___ Text segment

April 21, 2009
HIV-related stigma drives many people to keep their serostatus secret and feel ashamed, and this seems especially true in the black community, according to a recent study by Susan W. Gaskins, a professor at the University of Alabama's Capstone College of Nursing, and Dr. Pamela Payne Foster.
The researchers polled 24 HIV-positive black residents of Central Alabama over age 50. Three-fourths said they did not feel they could be open with others about having HIV. Depending on the strength of the relationships, some participants confided to one or two family members, often to mothers or sisters, Gaskins said.
Being secretive is how the study participants protect themselves, but this can breed shame and fear, Gaskins said. African Americans have traditionally relied on churches for spiritual support during trying times, but all the study participants said they would never mention their HIV status at church. "People are ashamed of their disease not because of how people have treated them but because of how they feel, or they worry that people would look down on them," Gaskins said.

______
___ Record set

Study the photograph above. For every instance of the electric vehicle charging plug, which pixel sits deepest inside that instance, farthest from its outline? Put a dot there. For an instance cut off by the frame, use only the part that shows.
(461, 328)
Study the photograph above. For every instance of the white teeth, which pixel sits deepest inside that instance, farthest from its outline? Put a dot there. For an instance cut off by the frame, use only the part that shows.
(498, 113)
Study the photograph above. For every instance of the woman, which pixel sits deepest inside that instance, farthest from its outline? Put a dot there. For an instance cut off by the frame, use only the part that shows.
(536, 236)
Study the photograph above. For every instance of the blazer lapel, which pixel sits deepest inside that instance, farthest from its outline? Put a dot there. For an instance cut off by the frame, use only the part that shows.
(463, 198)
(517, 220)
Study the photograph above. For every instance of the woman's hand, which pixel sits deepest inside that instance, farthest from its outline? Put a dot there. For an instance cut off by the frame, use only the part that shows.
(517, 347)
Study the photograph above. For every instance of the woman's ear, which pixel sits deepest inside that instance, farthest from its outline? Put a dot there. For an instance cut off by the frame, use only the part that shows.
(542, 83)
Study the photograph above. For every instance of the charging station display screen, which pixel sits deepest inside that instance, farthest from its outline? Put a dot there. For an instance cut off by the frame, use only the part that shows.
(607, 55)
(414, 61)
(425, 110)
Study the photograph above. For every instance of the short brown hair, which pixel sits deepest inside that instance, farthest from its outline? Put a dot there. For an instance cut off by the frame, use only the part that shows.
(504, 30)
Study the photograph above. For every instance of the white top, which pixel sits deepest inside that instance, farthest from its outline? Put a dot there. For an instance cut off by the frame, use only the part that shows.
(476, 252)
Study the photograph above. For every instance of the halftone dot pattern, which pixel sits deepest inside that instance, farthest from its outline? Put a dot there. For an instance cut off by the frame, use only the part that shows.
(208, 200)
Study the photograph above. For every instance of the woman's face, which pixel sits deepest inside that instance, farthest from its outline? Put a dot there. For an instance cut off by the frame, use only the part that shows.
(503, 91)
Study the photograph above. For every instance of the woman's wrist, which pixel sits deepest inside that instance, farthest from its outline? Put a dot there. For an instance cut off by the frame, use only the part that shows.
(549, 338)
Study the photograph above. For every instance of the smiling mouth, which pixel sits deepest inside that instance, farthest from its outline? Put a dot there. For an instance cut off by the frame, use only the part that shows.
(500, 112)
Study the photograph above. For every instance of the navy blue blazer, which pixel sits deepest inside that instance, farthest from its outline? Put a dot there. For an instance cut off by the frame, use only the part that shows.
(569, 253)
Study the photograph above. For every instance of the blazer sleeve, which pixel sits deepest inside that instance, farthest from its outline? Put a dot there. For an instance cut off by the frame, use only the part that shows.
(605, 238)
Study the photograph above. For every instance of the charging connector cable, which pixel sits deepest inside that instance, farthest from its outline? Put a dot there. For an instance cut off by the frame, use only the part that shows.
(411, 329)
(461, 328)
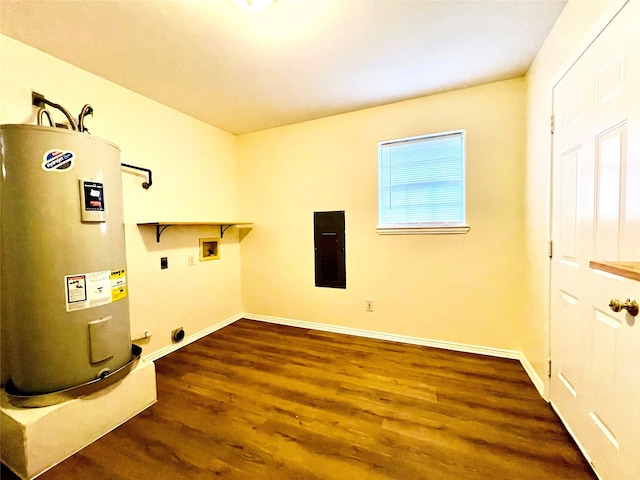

______

> What to do:
(1) In the text on HIV stigma, substitute "surveyed" for "polled" in everything from "April 21, 2009" down to "sisters, Gaskins said.".
(2) Translate this sentence from the text on HIV stigma into Spanish: "Three-fourths said they did not feel they could be open with others about having HIV."
(3) Extend the text on HIV stigma by continuing it from its final sentence.
The listing is separate material and has no connection to the text on HIV stigma.

> Answer section:
(1)
April 21, 2009
HIV-related stigma drives many people to keep their serostatus secret and feel ashamed, and this seems especially true in the black community, according to a recent study by Susan W. Gaskins, a professor at the University of Alabama's Capstone College of Nursing, and Dr. Pamela Payne Foster.
The researchers surveyed 24 HIV-positive black residents of Central Alabama over age 50. Three-fourths said they did not feel they could be open with others about having HIV. Depending on the strength of the relationships, some participants confided to one or two family members, often to mothers or sisters, Gaskins said.

(2) Tres cuartas partes dijeron que no sentían que pudieran hablar abiertamente con otros sobre el hecho de tener VIH.

(3)
I don't think we'll ever be able to get rid of the stigma until people talk about HIV as a disease rather than some moral problem," said Kathie Hiers, CEO of AIDS Alabama. Upon hearing someone disclose they are HIV-positive, many want to know how the person got the virus, she said. "We need to get to the point where that's not the first question that pops into everybody's mind."
Still, Hiers believes HIV stigma has diminished somewhat. "We have more clients now that are willing to talk to people than I've ever had before," she said. Now when HIV/AIDS policy issues are on the Legislature's agenda, up to 200 people living with the disease are willing to travel to the state Capitol to lobby "a far cry" from the situation 12-13 years ago, she said.